▶ **Activity**: Below are the records; copy exactly the stretch from the line containing "Where can the chinese" through the line containing "Where can the wide-brimmed", both ends included, and nothing else.

Data provided below:

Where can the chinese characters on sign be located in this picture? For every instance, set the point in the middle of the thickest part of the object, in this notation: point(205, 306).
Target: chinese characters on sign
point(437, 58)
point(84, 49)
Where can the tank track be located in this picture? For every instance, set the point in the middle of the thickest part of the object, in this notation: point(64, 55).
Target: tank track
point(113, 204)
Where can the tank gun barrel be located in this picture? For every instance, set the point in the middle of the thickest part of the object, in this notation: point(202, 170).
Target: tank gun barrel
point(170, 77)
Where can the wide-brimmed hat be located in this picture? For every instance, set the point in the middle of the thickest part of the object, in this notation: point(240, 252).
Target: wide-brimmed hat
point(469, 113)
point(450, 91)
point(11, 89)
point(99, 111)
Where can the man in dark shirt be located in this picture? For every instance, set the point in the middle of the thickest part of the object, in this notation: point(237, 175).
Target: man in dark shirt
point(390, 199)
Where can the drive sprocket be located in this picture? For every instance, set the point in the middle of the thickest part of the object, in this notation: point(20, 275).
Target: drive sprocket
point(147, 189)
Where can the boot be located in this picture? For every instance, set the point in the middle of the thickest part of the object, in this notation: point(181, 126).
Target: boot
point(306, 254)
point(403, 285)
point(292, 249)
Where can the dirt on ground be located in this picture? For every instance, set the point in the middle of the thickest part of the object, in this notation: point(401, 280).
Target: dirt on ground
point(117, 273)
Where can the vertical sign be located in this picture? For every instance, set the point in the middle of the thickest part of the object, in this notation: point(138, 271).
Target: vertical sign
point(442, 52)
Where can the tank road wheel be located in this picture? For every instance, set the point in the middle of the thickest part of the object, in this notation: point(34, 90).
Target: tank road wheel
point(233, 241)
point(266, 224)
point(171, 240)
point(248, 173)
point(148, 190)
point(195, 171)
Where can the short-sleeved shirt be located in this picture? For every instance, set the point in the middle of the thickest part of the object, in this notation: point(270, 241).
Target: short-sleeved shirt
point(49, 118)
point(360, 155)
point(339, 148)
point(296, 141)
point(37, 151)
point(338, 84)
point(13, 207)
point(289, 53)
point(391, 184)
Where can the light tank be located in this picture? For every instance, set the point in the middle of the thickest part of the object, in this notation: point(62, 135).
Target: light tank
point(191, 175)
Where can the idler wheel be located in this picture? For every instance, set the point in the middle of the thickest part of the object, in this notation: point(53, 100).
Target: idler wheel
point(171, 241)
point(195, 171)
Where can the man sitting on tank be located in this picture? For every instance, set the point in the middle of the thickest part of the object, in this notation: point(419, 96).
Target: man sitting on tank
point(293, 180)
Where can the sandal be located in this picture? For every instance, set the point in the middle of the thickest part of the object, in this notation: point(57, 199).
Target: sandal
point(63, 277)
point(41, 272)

End of Data provided.
Data provided below:

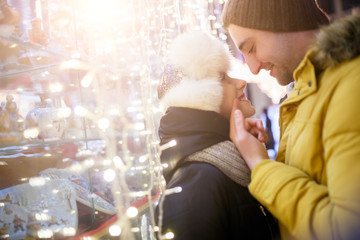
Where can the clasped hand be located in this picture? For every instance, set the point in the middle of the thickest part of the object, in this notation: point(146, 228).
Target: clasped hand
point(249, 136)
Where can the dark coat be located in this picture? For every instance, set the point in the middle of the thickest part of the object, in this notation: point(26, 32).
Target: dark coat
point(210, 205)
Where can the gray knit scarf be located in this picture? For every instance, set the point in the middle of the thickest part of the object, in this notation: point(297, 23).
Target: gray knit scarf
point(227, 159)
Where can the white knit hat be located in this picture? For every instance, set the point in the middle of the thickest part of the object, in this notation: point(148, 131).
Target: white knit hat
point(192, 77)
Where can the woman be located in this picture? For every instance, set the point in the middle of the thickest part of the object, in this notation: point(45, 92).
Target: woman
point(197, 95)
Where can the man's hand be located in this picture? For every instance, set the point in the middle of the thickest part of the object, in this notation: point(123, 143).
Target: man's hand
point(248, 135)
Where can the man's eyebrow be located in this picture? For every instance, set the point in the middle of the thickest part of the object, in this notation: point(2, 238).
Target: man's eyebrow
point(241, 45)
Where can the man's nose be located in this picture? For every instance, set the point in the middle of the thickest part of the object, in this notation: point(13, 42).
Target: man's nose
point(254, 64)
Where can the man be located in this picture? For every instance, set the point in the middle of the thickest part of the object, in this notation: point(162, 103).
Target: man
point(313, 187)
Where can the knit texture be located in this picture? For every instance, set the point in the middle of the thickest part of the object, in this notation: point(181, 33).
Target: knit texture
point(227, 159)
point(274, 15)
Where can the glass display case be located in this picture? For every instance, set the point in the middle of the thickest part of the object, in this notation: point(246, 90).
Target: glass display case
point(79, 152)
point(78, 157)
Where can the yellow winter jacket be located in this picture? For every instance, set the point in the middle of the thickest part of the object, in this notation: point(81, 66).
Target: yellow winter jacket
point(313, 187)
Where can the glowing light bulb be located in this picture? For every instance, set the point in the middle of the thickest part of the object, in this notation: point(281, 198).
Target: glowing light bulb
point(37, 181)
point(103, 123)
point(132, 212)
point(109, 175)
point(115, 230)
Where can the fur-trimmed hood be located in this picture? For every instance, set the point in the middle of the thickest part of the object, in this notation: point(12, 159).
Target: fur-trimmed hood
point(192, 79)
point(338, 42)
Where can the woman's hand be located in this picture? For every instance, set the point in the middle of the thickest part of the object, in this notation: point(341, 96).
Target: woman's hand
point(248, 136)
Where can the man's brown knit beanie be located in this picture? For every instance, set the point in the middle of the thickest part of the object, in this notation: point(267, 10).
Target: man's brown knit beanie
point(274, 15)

End of Data provided.

▶ **Solution for this problem**:
Where can the chinese characters on sign be located in this picture? For every instance, set the point in the middle of the thickest part of the object, in this notation: point(205, 306).
Target: chinese characters on sign
point(437, 58)
point(84, 49)
Where can the tank track be located in this picture? For every instance, set the point in the middle of the thickest part of the object, in this notation: point(64, 55).
Target: tank track
point(113, 204)
Where can the tank gun barrel be located in this picture? For every instance, set the point in the middle of the thickest part of the object, in this notation: point(202, 170).
Target: tank gun barrel
point(170, 77)
Where can the wide-brimmed hat be located in this picture? For every instance, set the point in the middle of the thickest part of the object, in this notation: point(240, 252).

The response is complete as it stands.